What you will do:
• a. According to the text on TABOR, in what year did Colorado go through an economic downturn?
• b. List every figure the text on TABOR gives for how much state spending rose or was cut.
• c. Retype a passage from the text on TABOR. Begin at the words "Colorado suffered an" and stop after "supporters, it's lunacy.".

Exercise text:
[Start of Attachment]
C and D supporters say the state is cash-strapped and in desperate need of a funding injection, especially in higher education. Currently, Colorado spends less on higher education than the vast majority of other states.

Opponents say wasteful government, not state spending, is the problem. They argue that state spending has increased every year since TABOR's approval and that gloomy diagnoses of the state's economic condition are overblown.

"Before TABOR passed, state spending was increasing at twice the rate of inflation," said TABOR author Douglas Bruce. "Since TABOR passed, spending increased 130 percent. That's what politicians call a cut. … A lower rate of increase is not a cut. There were no cuts."

The Ratchet

TABOR's most contentious element is what's known as the ratchet clause, a powerful provision that Referendum C aims to eliminate, at least for five years.

Colorado suffered an economic downturn in 2001. The ratchet kicked into gear the next year when state spending was restricted to increasing at population growth plus inflation from the year of the downturn. Thus, state revenue could never increase beyond downturn levels, as long as the ratchet remains in place.

For tax rights advocates, this makes Colorado a model that other states should follow. For Referendum C and D supporters, it's lunacy.

Sen. Steve Johnson, a Fort Collins Republican and a supporter of C and D, used a reservoir in times of drought as an analogy. The reservoir is the state budget. The state suffered a drought – the economic downturn – in 2001, and now has regained the moisture to be able to fill the reservoir again, but is restricted from doing so.

"According to the ratchet, that low level would be the new high level," he said. "In other words you could never fill the reservoir higher than its lowest point in a drought."

Because of the ratchet, legislators have had to slash about $1 billion, or a fifth of the entire general fund, Johnson said.
[End of Attachment]
Entries contained in a dataset
[Start of Attachment]
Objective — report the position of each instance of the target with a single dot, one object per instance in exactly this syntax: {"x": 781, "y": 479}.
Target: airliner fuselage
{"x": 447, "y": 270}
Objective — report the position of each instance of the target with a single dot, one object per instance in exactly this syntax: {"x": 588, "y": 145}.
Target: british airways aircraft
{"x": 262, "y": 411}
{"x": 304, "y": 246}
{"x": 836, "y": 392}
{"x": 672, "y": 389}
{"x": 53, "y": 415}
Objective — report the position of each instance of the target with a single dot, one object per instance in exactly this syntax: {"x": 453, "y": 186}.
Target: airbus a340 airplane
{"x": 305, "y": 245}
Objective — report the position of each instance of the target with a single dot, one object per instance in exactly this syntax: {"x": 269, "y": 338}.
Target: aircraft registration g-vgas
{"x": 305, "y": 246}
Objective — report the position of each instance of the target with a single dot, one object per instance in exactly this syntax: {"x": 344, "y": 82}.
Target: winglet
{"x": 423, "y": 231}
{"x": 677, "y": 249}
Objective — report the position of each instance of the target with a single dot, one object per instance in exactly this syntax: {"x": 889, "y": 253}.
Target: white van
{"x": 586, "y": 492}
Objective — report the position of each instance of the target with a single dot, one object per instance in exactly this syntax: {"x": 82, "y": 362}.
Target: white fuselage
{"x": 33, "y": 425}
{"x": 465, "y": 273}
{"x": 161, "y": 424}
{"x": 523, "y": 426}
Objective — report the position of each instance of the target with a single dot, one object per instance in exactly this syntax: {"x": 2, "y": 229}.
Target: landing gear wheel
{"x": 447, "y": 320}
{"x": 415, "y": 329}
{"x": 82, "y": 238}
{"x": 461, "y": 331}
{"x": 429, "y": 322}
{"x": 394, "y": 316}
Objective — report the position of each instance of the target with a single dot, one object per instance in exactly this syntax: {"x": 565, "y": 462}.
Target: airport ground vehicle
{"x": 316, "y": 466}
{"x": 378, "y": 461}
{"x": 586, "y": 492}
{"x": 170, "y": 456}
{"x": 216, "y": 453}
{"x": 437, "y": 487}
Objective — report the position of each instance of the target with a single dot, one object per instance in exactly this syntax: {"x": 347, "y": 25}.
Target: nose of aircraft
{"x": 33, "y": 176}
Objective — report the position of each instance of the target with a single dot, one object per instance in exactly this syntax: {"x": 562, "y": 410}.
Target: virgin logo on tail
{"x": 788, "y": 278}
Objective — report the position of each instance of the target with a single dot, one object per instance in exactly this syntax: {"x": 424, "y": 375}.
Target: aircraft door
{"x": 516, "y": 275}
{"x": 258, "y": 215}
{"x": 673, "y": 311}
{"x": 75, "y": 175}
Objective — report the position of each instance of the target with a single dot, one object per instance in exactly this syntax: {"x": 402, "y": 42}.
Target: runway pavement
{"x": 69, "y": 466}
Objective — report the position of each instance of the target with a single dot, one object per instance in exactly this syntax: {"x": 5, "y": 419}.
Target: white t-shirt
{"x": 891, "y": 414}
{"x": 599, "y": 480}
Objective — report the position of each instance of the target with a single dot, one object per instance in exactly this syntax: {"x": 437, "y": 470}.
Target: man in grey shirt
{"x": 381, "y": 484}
[End of Attachment]
Solutions to the exercise:
• a. 2001

• b.
- Twice the rate of inflation (spending increase before TABOR passed)
- 130 percent (spending increase since TABOR passed)
- About $1 billion (amount legislators had to slash because of the ratchet)
- A fifth of the entire general fund (the same cut as a share of the fund)

• c.
Colorado suffered an economic downturn in 2001. The ratchet kicked into gear the next year when state spending was restricted to increasing at population growth plus inflation from the year of the downturn. Thus, state revenue could never increase beyond downturn levels, as long as the ratchet remains in place.

For tax rights advocates, this makes Colorado a model that other states should follow. For Referendum C and D supporters, it's lunacy.